▸ **Reading passage**:
★ ★ ★ ★
I will be in the hospital for a minimum of three days. I will spend at least four weeks recovering, but Dr. H warned me recovery could take as long as eight weeks. She told me I will not be able to stand up straight for at least three weeks. I will not be able to sleep flat for weeks. I will have a minimum of four drains that could be in place for up to two weeks. I will lose my belly button (yes, they’ll replace it). She also told me to expect complications. They’re not uncommon with the surgery I chose. And, I will still need at least two more surgeries after this one. Dr. H warned me it’s likely there will be at least one unplanned surgery depending on how I respond to the initial surgery. The phrase “skin origami” was used several times by both Dr. H and Dr. L to describe part of the surgery. Talk about a phrase no one wants to hear regarding major surgery!

I’ve never been under anesthesia for longer than four hours. I can’t lie, I’m nervous about being under for so long, but I’m not nervous about the surgery anymore. Dr. H and Dr. L are very good. They’ve both done everything to put me, and A, at ease. At this point, it is what it is. I made the choice for a bilateral mastectomy. I made the choice for a DIEP flap reconstruction. I made the best choice for me based off the information I have at my disposal. I’ve talked to friends who are breast cancer survivors. I’ve done my research. I trust my medical team. I’m so grateful to my OBGYN, Dr. B, for helping me and guiding me to the medical team I have. They’re among the best in Dallas for a reason. I trust them. A trusts them. The bilateral mastectomy gives me the best chance to survive. The reconstruction gives me the best chance to feel like me again.

I don’t make decisions easily, and once I make a decision, I tend to doubt myself endlessly. I worry about my decisions endlessly. There are two decisions I haven’t doubted since August: my decision to return to the classroom and my decision to have a bilateral mastectomy.
★ ★ ★ ★
(Items listed in a dataset)
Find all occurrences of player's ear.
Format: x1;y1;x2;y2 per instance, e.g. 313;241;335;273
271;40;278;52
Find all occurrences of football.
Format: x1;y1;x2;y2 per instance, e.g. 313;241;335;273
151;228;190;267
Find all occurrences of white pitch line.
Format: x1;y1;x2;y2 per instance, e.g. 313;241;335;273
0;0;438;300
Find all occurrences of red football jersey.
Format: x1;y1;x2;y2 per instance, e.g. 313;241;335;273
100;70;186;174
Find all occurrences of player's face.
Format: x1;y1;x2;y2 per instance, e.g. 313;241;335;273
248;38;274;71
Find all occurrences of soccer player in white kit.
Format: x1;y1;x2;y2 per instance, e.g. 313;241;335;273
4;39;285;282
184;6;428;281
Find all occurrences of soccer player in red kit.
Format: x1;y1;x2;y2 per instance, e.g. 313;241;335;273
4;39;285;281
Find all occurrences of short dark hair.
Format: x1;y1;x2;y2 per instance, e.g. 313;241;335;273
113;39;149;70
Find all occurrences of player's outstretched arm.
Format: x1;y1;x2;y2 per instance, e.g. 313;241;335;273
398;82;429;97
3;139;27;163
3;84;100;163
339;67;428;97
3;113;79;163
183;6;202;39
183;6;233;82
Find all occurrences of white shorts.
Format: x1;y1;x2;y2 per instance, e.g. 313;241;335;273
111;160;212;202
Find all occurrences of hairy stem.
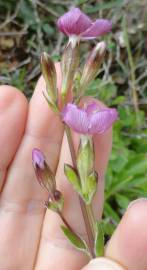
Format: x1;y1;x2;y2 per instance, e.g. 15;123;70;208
65;125;95;258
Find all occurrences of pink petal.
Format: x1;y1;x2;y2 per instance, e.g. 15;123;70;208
85;102;99;115
62;103;89;134
89;109;118;134
32;148;45;169
81;19;112;39
57;8;92;36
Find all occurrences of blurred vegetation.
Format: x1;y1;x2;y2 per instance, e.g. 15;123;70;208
0;0;147;235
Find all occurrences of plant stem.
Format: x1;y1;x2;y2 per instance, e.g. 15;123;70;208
123;17;140;127
59;213;76;232
65;125;95;258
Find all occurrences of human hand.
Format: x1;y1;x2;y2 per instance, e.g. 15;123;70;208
0;65;147;270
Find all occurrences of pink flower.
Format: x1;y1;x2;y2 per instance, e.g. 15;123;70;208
62;102;118;135
57;8;112;40
32;148;45;170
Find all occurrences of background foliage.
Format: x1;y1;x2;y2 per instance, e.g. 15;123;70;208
0;0;147;235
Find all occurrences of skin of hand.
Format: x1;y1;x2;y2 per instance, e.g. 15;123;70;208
0;64;147;270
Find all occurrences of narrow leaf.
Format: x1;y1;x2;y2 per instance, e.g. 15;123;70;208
61;225;87;252
95;222;104;257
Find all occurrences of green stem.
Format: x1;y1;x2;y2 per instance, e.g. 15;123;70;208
65;125;95;258
123;17;140;127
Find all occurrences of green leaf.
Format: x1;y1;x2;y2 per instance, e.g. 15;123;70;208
61;225;87;253
95;222;104;257
64;164;81;194
83;172;98;204
77;135;94;194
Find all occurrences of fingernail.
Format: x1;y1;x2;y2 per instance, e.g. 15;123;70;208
127;198;147;210
85;258;126;270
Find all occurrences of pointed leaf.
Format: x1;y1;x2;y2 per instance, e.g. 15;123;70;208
61;225;87;252
95;222;104;257
64;164;81;194
77;135;94;194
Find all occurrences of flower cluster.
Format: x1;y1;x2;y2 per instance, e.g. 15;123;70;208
62;102;118;135
32;8;118;258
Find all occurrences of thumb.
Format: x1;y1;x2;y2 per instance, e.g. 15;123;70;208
82;257;125;270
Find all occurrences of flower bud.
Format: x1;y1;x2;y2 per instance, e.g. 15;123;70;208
79;41;106;100
41;52;58;111
45;190;64;213
61;42;79;102
32;148;56;199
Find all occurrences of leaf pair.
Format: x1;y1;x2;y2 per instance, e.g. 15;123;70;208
61;222;104;257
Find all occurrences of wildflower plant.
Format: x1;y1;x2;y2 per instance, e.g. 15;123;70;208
32;8;118;258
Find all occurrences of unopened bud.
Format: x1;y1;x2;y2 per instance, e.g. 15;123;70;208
32;148;56;199
45;190;64;213
41;52;58;111
61;42;79;102
79;41;106;100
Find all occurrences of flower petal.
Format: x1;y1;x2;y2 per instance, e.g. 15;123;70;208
62;103;89;134
85;102;99;115
57;8;92;36
32;148;45;169
81;19;112;39
89;109;118;134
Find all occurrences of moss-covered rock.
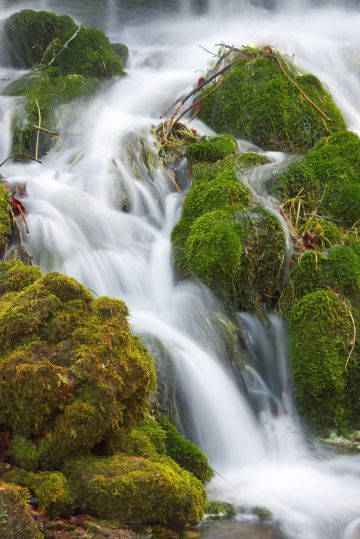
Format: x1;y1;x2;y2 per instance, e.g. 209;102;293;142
186;135;237;163
199;49;345;152
0;260;41;294
289;290;353;431
0;273;155;469
2;468;74;518
65;455;205;526
5;70;99;156
45;28;124;79
0;483;43;539
1;9;76;68
273;131;360;227
0;181;11;255
160;418;213;483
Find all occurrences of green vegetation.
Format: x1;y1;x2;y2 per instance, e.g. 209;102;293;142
2;9;76;68
289;290;353;431
45;28;124;79
186;135;237;163
0;181;11;255
0;273;155;469
160;418;213;483
65;455;205;526
273;131;360;228
199;49;345;152
2;468;74;518
0;483;43;539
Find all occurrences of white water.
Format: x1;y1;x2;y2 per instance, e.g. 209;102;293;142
0;0;360;539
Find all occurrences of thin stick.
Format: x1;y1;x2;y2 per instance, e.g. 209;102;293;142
34;25;82;72
0;152;42;167
160;58;239;119
35;99;41;159
33;125;60;137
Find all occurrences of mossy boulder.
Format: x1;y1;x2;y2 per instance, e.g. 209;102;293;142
289;290;353;432
199;49;345;152
106;417;213;483
160;418;213;483
0;181;11;255
4;70;100;156
1;9;77;68
172;159;285;309
0;483;43;539
0;273;155;469
45;28;124;79
64;455;205;526
0;260;41;294
186;135;237;163
2;468;74;518
272;131;360;228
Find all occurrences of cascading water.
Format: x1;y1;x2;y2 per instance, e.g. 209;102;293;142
0;0;360;539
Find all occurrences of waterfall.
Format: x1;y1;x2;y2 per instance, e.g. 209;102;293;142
0;0;360;539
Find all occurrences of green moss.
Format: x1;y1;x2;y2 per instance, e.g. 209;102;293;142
45;28;124;79
10;435;40;472
0;273;155;469
186;135;237;163
0;260;41;294
65;455;205;526
192;153;268;183
273;131;360;227
2;468;74;518
111;43;129;66
205;500;236;519
0;181;11;255
199;51;345;152
5;71;99;155
2;9;76;68
0;483;43;539
289;290;352;431
160;418;213;483
184;210;244;299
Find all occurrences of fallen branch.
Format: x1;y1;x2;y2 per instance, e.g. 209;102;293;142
★ ★ ★ ★
▸ **What is needed**: Write out the passage about the surgery above word for word, between "I don’t make" and "have a bilateral mastectomy.", inclusive.

▸ **Answer to this exercise**:
I don’t make decisions easily, and once I make a decision, I tend to doubt myself endlessly. I worry about my decisions endlessly. There are two decisions I haven’t doubted since August: my decision to return to the classroom and my decision to have a bilateral mastectomy.